▶ Source material
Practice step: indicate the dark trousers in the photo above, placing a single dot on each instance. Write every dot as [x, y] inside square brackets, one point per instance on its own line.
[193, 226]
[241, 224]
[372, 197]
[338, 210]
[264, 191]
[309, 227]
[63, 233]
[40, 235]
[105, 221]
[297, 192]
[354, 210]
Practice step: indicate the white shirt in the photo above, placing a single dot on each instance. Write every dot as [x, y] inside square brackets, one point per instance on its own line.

==

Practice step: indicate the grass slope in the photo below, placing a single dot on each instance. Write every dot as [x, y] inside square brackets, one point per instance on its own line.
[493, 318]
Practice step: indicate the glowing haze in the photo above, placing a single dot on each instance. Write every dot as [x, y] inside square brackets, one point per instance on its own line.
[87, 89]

▶ Problem to solve
Pull out each line of the entries that contains the word "above", copying every matching line in full.

▶ Answer below
Practice step: indicate the dark trousers in the photo above, placing a single dot on each instance. Write every dot as [x, y] inside square brackets, one point per instance on its own line.
Practice step: indicate the white shirt in the photo above, placing a single dot on each instance. Write every dot as [x, y] inside square brackets, one point per instance on its own line.
Practice step: indicate the glowing haze in the photo above, placing a single dot on each instance. Write every dot as [x, y] inside square brackets, one point per instance on its own line.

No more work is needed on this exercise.